| Records |
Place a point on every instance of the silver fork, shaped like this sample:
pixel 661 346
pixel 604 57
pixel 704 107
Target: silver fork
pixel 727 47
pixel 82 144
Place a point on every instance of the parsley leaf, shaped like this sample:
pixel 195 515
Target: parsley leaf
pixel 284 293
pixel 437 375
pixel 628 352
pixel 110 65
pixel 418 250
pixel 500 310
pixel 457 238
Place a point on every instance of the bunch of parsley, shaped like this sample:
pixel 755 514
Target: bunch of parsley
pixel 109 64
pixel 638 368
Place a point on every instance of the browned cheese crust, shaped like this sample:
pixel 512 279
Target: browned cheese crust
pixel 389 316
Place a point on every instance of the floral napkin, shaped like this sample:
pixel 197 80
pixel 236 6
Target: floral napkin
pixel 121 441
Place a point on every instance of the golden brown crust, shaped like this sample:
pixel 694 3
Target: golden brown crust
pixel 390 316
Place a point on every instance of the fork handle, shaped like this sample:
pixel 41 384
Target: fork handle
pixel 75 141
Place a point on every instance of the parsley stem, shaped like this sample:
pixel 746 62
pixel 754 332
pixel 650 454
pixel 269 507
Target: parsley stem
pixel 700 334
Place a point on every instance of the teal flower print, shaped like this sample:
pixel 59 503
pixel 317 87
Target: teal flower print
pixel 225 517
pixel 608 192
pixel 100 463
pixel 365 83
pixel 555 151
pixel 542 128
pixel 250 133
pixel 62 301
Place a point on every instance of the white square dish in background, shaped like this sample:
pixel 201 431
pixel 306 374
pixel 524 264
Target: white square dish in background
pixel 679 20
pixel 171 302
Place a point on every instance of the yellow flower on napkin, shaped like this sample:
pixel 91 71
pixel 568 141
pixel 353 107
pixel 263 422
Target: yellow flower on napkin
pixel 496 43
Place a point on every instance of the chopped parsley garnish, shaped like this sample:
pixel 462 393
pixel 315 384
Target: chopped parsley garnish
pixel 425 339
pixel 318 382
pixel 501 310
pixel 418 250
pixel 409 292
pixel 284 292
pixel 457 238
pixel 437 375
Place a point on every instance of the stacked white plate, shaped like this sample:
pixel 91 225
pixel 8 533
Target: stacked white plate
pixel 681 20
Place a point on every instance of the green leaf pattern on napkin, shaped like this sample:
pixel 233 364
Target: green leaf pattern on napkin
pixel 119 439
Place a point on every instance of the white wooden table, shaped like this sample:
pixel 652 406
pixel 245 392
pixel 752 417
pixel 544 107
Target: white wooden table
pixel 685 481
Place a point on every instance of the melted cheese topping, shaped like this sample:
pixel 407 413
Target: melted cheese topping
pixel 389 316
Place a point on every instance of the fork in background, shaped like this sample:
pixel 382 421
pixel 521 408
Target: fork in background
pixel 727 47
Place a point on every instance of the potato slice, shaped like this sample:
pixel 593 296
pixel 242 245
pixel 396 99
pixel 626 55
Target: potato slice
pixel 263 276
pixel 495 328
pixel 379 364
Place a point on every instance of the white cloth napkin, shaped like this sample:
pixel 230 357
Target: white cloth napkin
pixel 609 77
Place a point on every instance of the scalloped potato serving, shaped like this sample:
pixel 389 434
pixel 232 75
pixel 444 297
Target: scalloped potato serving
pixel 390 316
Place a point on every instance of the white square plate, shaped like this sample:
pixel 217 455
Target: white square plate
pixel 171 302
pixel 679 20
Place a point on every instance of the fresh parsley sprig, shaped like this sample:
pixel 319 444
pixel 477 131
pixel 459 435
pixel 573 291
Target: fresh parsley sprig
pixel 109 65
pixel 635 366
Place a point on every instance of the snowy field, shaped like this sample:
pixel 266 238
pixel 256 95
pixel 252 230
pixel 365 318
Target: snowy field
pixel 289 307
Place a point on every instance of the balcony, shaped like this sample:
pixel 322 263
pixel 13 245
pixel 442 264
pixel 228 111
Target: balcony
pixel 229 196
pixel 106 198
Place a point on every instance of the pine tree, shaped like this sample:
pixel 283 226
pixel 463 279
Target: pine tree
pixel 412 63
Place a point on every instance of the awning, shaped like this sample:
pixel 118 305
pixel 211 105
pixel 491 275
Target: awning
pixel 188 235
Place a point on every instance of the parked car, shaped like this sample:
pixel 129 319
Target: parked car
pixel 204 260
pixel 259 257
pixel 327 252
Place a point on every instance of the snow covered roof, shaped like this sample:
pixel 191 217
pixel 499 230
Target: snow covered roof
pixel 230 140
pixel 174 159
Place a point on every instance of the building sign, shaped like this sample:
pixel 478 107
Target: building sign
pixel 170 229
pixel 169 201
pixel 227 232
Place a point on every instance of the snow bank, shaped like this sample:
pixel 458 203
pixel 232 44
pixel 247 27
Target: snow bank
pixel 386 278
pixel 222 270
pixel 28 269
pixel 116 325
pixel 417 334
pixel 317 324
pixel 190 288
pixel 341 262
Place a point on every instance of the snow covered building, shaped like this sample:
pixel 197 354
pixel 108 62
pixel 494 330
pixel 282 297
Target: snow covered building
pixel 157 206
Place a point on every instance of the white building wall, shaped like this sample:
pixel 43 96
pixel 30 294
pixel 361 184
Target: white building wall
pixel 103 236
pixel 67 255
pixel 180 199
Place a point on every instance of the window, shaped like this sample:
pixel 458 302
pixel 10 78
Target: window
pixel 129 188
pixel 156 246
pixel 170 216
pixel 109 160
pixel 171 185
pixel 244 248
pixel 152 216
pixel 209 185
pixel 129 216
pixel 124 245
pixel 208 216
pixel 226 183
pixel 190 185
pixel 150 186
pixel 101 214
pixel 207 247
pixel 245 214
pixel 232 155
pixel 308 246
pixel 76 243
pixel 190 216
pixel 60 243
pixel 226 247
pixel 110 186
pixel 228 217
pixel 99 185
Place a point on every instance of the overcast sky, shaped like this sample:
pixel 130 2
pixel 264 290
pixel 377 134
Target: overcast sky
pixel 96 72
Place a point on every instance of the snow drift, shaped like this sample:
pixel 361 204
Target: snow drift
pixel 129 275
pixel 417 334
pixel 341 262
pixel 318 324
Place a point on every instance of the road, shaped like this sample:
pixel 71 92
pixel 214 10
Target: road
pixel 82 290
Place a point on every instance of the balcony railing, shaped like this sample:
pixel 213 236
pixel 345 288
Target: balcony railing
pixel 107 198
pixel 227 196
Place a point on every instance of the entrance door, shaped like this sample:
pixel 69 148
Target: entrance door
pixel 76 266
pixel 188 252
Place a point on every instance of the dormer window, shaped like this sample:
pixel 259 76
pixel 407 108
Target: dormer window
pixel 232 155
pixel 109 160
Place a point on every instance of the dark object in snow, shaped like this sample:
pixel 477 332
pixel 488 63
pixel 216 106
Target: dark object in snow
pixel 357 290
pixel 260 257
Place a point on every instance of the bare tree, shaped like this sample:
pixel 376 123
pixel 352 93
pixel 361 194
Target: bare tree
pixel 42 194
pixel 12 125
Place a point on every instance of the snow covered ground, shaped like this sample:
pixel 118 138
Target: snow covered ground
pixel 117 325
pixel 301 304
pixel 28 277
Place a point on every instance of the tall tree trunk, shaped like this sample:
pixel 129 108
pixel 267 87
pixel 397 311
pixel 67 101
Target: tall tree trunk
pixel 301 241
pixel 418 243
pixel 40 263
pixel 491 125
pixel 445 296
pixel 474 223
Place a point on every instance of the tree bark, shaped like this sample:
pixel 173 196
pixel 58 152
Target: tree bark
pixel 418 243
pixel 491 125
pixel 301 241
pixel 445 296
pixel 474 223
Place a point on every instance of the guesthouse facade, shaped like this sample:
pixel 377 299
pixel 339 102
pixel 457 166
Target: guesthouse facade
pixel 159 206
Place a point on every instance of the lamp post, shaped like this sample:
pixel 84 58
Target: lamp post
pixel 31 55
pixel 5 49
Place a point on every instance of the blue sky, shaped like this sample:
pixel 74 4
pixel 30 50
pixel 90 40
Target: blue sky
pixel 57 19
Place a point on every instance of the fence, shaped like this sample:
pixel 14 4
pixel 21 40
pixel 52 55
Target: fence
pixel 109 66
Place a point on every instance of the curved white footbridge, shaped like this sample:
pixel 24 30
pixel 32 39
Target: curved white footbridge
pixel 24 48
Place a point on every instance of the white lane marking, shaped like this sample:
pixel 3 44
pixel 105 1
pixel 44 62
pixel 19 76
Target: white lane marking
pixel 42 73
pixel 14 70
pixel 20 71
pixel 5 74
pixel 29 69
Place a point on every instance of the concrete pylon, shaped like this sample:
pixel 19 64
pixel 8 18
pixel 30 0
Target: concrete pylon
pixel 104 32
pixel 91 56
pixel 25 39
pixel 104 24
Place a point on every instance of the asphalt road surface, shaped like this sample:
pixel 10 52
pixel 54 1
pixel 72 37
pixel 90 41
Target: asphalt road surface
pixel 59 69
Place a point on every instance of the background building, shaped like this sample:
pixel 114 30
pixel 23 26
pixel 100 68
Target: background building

| What is being asked |
Output the part that opens with the line containing "Place a point on every instance of the dormer" and closes with the line containing "pixel 12 125", both lines included, as a numbered list with blank lines left out.

| Task solution |
1. Place a point on every instance of the dormer window, shaped like this sample:
2. pixel 259 76
3. pixel 407 108
4. Target: dormer window
5. pixel 232 155
6. pixel 109 160
7. Place a point on every instance of the dark object in snow, shaped like this sample:
8. pixel 477 332
9. pixel 488 63
10. pixel 216 106
11. Target: dark object in snow
12. pixel 357 290
13. pixel 260 257
14. Place a point on every instance of the bare tree, shaped like this sample:
15. pixel 376 123
16. pixel 352 93
17. pixel 361 194
18. Target: bare tree
19. pixel 42 194
20. pixel 12 125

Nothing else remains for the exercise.